:: Entries
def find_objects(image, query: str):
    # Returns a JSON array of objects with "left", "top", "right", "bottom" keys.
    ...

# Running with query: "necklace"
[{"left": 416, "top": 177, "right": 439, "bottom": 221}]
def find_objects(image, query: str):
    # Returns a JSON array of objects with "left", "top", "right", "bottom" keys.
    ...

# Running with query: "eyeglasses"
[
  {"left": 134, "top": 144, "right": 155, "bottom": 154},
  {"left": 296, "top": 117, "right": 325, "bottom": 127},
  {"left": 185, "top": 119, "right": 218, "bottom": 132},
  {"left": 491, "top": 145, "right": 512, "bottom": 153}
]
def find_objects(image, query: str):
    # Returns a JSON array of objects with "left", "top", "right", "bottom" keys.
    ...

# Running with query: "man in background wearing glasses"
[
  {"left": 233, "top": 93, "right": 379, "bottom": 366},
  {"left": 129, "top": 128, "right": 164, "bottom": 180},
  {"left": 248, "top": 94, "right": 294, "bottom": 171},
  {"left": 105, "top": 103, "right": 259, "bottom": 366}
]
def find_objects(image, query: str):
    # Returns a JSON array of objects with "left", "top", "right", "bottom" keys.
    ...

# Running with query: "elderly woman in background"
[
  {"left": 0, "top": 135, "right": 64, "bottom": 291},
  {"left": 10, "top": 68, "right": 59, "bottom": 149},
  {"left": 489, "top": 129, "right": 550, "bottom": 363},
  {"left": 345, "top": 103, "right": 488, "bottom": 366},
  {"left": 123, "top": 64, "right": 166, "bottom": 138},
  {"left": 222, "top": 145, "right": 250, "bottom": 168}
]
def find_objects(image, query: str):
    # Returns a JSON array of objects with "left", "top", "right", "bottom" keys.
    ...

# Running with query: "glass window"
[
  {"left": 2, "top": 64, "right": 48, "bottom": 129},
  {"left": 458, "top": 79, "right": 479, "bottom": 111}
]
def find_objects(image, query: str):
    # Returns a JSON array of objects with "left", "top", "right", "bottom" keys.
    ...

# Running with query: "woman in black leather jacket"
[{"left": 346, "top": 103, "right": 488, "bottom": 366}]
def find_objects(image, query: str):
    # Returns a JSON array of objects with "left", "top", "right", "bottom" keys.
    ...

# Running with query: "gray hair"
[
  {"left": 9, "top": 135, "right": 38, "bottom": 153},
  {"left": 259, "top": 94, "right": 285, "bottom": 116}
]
::::
= To do =
Return each line from the rows above that contains the word "woman".

= Solution below =
# Running with query: "elderly woman in background"
# Running with query: "woman in black leather jacket"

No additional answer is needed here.